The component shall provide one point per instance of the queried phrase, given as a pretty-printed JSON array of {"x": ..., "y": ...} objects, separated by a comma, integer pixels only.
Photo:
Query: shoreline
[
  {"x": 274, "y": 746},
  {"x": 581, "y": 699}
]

» GEGEVEN OPDRACHT: Selecteer in de gegevens hierboven elke regel waarin het woord "array" voorkomt.

» VOLTOOID ANTWOORD:
The component shall provide one point per instance of the queried phrase, given as a pretty-printed JSON array of {"x": ..., "y": ...} objects, separated by a comma, integer pixels only.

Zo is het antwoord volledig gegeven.